TASK GOAL: Copy the data verbatim, beginning with the line that contains "Would you kindly indicate the diagonal" and continuing through the final line of the data, both ends included.

DATASET ROWS:
----

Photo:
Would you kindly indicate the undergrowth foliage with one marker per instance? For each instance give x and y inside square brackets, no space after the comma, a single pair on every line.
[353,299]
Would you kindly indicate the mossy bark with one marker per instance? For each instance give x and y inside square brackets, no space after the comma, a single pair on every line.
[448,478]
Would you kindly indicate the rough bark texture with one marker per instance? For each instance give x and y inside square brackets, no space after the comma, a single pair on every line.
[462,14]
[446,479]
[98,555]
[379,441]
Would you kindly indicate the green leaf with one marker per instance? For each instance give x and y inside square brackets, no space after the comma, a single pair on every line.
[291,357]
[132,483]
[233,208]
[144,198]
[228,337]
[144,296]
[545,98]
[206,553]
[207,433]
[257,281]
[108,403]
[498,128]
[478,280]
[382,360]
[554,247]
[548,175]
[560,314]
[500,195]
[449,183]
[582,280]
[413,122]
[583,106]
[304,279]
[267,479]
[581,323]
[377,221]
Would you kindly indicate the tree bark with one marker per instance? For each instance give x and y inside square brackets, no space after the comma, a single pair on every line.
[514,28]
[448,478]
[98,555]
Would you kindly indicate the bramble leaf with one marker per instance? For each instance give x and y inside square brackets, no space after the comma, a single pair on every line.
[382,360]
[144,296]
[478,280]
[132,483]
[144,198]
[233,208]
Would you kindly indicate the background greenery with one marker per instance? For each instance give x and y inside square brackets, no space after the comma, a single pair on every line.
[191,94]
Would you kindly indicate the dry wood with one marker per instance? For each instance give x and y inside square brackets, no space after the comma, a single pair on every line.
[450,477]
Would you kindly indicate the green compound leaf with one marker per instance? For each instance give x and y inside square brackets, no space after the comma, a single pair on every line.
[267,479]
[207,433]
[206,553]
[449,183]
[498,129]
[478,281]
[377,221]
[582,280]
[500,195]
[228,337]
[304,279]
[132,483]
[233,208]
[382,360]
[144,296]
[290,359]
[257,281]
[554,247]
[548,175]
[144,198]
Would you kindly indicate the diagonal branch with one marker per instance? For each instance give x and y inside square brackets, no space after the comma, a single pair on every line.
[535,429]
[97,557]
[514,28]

----

REPLY TO THE TASK:
Would you kindly indicate the diagonal branch with one marker per instance? For each instance give x and y inside square brackets, no space after the comma, a single pair on every line.
[535,429]
[97,557]
[514,28]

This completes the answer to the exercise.